====== Task inputs ======
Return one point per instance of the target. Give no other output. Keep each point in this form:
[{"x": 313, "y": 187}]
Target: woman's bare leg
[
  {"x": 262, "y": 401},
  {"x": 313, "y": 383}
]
======
Goal of the exercise:
Please reproduce the listing above with "bare leg" swapped for "bare foot" and nothing else altered.

Solution to the problem:
Return one point per instance of the target. Give no other output. Keep each point in this form:
[{"x": 313, "y": 187}]
Target: woman's bare foot
[
  {"x": 262, "y": 401},
  {"x": 313, "y": 383}
]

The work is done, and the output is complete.